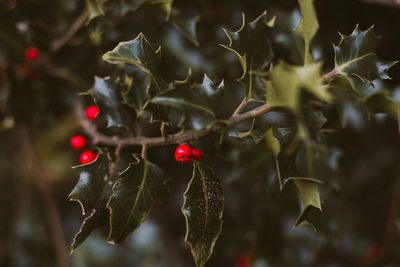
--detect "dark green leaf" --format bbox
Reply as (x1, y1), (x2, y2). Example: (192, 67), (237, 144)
(266, 62), (330, 112)
(265, 127), (283, 190)
(366, 91), (400, 132)
(296, 0), (319, 64)
(107, 155), (169, 242)
(68, 149), (109, 214)
(284, 177), (322, 230)
(222, 12), (275, 99)
(334, 25), (396, 81)
(169, 8), (199, 46)
(125, 0), (174, 20)
(122, 71), (151, 117)
(71, 152), (127, 253)
(329, 75), (368, 130)
(123, 0), (199, 46)
(103, 33), (166, 97)
(182, 162), (224, 267)
(88, 77), (136, 129)
(151, 72), (224, 131)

What you have to do: Reproduce the material verbatim, from its beginning up to and including the line that contains "(68, 149), (109, 214)", and omit the pictures.

Exercise response:
--detect "dark green leaf" --format bbox
Reply as (x1, y1), (x2, y2). Example: (192, 67), (237, 144)
(266, 62), (330, 112)
(265, 127), (283, 190)
(366, 91), (400, 132)
(296, 0), (319, 64)
(107, 155), (169, 242)
(68, 149), (109, 214)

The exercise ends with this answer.